▶ **Prompt**
Among the entries that follow, tally the lines with the string "body". Give no more than the number.

Saved data entries:
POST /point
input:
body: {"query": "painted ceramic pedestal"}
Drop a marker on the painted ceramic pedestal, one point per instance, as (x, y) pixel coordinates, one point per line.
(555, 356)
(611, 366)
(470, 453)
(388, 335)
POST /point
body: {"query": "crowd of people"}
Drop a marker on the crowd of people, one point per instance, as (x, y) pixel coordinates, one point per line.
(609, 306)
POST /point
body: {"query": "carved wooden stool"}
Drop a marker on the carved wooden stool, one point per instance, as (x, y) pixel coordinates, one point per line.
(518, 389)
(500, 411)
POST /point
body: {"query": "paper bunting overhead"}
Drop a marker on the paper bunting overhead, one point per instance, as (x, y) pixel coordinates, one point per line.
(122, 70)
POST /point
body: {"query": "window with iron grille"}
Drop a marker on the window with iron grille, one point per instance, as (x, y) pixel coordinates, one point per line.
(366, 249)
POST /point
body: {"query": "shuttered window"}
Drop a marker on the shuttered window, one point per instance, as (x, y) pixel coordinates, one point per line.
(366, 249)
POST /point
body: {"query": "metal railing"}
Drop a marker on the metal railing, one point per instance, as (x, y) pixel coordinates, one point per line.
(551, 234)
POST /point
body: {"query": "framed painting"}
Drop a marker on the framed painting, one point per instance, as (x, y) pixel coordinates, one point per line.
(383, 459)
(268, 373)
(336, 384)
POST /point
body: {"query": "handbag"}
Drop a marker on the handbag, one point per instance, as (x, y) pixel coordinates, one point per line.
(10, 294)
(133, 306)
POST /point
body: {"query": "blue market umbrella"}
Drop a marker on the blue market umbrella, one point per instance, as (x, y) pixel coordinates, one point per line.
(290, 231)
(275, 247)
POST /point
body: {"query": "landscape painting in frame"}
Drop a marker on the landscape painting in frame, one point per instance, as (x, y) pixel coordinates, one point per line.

▶ **Response to the exercise**
11